**Task requirements**
Each entry below should be returned exactly as is, with the pictures removed.
Content starts
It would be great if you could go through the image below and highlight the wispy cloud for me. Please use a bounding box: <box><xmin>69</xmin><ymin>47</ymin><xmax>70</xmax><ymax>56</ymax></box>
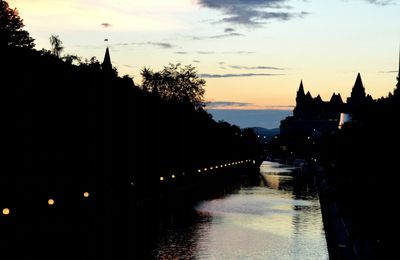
<box><xmin>222</xmin><ymin>51</ymin><xmax>255</xmax><ymax>54</ymax></box>
<box><xmin>192</xmin><ymin>32</ymin><xmax>244</xmax><ymax>40</ymax></box>
<box><xmin>342</xmin><ymin>0</ymin><xmax>395</xmax><ymax>5</ymax></box>
<box><xmin>224</xmin><ymin>27</ymin><xmax>235</xmax><ymax>33</ymax></box>
<box><xmin>200</xmin><ymin>73</ymin><xmax>284</xmax><ymax>78</ymax></box>
<box><xmin>173</xmin><ymin>51</ymin><xmax>255</xmax><ymax>55</ymax></box>
<box><xmin>100</xmin><ymin>22</ymin><xmax>111</xmax><ymax>28</ymax></box>
<box><xmin>207</xmin><ymin>101</ymin><xmax>254</xmax><ymax>108</ymax></box>
<box><xmin>210</xmin><ymin>32</ymin><xmax>244</xmax><ymax>39</ymax></box>
<box><xmin>197</xmin><ymin>0</ymin><xmax>309</xmax><ymax>26</ymax></box>
<box><xmin>378</xmin><ymin>70</ymin><xmax>398</xmax><ymax>73</ymax></box>
<box><xmin>363</xmin><ymin>0</ymin><xmax>394</xmax><ymax>5</ymax></box>
<box><xmin>197</xmin><ymin>51</ymin><xmax>215</xmax><ymax>54</ymax></box>
<box><xmin>147</xmin><ymin>41</ymin><xmax>174</xmax><ymax>49</ymax></box>
<box><xmin>110</xmin><ymin>41</ymin><xmax>175</xmax><ymax>49</ymax></box>
<box><xmin>192</xmin><ymin>60</ymin><xmax>200</xmax><ymax>63</ymax></box>
<box><xmin>206</xmin><ymin>101</ymin><xmax>294</xmax><ymax>110</ymax></box>
<box><xmin>229</xmin><ymin>65</ymin><xmax>285</xmax><ymax>70</ymax></box>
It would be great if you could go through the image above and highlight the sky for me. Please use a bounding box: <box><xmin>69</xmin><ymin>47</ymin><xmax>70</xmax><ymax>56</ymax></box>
<box><xmin>208</xmin><ymin>109</ymin><xmax>292</xmax><ymax>129</ymax></box>
<box><xmin>8</xmin><ymin>0</ymin><xmax>399</xmax><ymax>117</ymax></box>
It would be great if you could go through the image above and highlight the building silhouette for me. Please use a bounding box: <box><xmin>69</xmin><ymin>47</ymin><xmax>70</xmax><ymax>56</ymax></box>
<box><xmin>102</xmin><ymin>47</ymin><xmax>112</xmax><ymax>72</ymax></box>
<box><xmin>281</xmin><ymin>46</ymin><xmax>400</xmax><ymax>136</ymax></box>
<box><xmin>281</xmin><ymin>73</ymin><xmax>371</xmax><ymax>136</ymax></box>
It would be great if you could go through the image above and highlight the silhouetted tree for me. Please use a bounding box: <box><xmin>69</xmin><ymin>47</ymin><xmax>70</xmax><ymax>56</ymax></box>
<box><xmin>49</xmin><ymin>34</ymin><xmax>64</xmax><ymax>57</ymax></box>
<box><xmin>141</xmin><ymin>63</ymin><xmax>206</xmax><ymax>109</ymax></box>
<box><xmin>62</xmin><ymin>54</ymin><xmax>81</xmax><ymax>65</ymax></box>
<box><xmin>0</xmin><ymin>0</ymin><xmax>34</xmax><ymax>48</ymax></box>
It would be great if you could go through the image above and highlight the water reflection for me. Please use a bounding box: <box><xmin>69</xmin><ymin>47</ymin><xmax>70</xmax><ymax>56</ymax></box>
<box><xmin>153</xmin><ymin>161</ymin><xmax>328</xmax><ymax>259</ymax></box>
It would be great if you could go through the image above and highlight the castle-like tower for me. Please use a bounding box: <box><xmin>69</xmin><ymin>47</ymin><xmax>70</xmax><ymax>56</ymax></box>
<box><xmin>347</xmin><ymin>73</ymin><xmax>367</xmax><ymax>112</ymax></box>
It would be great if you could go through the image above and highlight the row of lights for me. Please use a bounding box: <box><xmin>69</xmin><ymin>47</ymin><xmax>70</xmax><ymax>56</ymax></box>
Content ends
**Solved exercise**
It would be great if you could go through the image below and highlight the wispy cloud for me. Please use a bounding box: <box><xmin>69</xmin><ymin>47</ymin><xmax>70</xmax><ymax>56</ymax></box>
<box><xmin>222</xmin><ymin>51</ymin><xmax>255</xmax><ymax>54</ymax></box>
<box><xmin>192</xmin><ymin>32</ymin><xmax>244</xmax><ymax>40</ymax></box>
<box><xmin>342</xmin><ymin>0</ymin><xmax>395</xmax><ymax>5</ymax></box>
<box><xmin>224</xmin><ymin>27</ymin><xmax>235</xmax><ymax>33</ymax></box>
<box><xmin>200</xmin><ymin>73</ymin><xmax>284</xmax><ymax>78</ymax></box>
<box><xmin>173</xmin><ymin>51</ymin><xmax>255</xmax><ymax>55</ymax></box>
<box><xmin>100</xmin><ymin>22</ymin><xmax>111</xmax><ymax>28</ymax></box>
<box><xmin>207</xmin><ymin>101</ymin><xmax>254</xmax><ymax>108</ymax></box>
<box><xmin>210</xmin><ymin>32</ymin><xmax>244</xmax><ymax>39</ymax></box>
<box><xmin>197</xmin><ymin>0</ymin><xmax>309</xmax><ymax>26</ymax></box>
<box><xmin>378</xmin><ymin>70</ymin><xmax>398</xmax><ymax>73</ymax></box>
<box><xmin>363</xmin><ymin>0</ymin><xmax>394</xmax><ymax>5</ymax></box>
<box><xmin>197</xmin><ymin>51</ymin><xmax>215</xmax><ymax>54</ymax></box>
<box><xmin>147</xmin><ymin>41</ymin><xmax>174</xmax><ymax>49</ymax></box>
<box><xmin>110</xmin><ymin>41</ymin><xmax>175</xmax><ymax>49</ymax></box>
<box><xmin>192</xmin><ymin>60</ymin><xmax>200</xmax><ymax>63</ymax></box>
<box><xmin>206</xmin><ymin>101</ymin><xmax>294</xmax><ymax>110</ymax></box>
<box><xmin>229</xmin><ymin>65</ymin><xmax>285</xmax><ymax>70</ymax></box>
It would be great if you could go through the image above and highlight the sky for me. Please use a bounding box: <box><xmin>69</xmin><ymin>47</ymin><xmax>70</xmax><ymax>56</ymax></box>
<box><xmin>208</xmin><ymin>109</ymin><xmax>292</xmax><ymax>129</ymax></box>
<box><xmin>8</xmin><ymin>0</ymin><xmax>399</xmax><ymax>117</ymax></box>
It would be great if you could go through the image above and highlight the building silhouette for me. Please use a bounding box: <box><xmin>69</xmin><ymin>47</ymin><xmax>70</xmax><ymax>56</ymax></box>
<box><xmin>102</xmin><ymin>47</ymin><xmax>112</xmax><ymax>72</ymax></box>
<box><xmin>281</xmin><ymin>46</ymin><xmax>400</xmax><ymax>136</ymax></box>
<box><xmin>281</xmin><ymin>73</ymin><xmax>371</xmax><ymax>136</ymax></box>
It would be great if you could go through the image above and highlight the silhouetted tree for me. Please use a bounding box: <box><xmin>69</xmin><ymin>47</ymin><xmax>70</xmax><ymax>56</ymax></box>
<box><xmin>49</xmin><ymin>34</ymin><xmax>64</xmax><ymax>57</ymax></box>
<box><xmin>141</xmin><ymin>63</ymin><xmax>206</xmax><ymax>109</ymax></box>
<box><xmin>62</xmin><ymin>54</ymin><xmax>81</xmax><ymax>65</ymax></box>
<box><xmin>0</xmin><ymin>0</ymin><xmax>34</xmax><ymax>48</ymax></box>
It would be great if you could go through the image above and highlight the water reflection for me. Please use a bounding box: <box><xmin>69</xmin><ymin>47</ymin><xmax>70</xmax><ymax>56</ymax></box>
<box><xmin>153</xmin><ymin>161</ymin><xmax>328</xmax><ymax>259</ymax></box>
It would be great if you could go through the image above and highlight the castle-like tower for me. Please use a bounding box: <box><xmin>69</xmin><ymin>47</ymin><xmax>70</xmax><ymax>56</ymax></box>
<box><xmin>347</xmin><ymin>73</ymin><xmax>367</xmax><ymax>112</ymax></box>
It would be great if you could go through the image above and highlight the row of lights for me. Please use a bounding box: <box><xmin>69</xmin><ymin>47</ymin><xmax>70</xmax><ymax>56</ymax></box>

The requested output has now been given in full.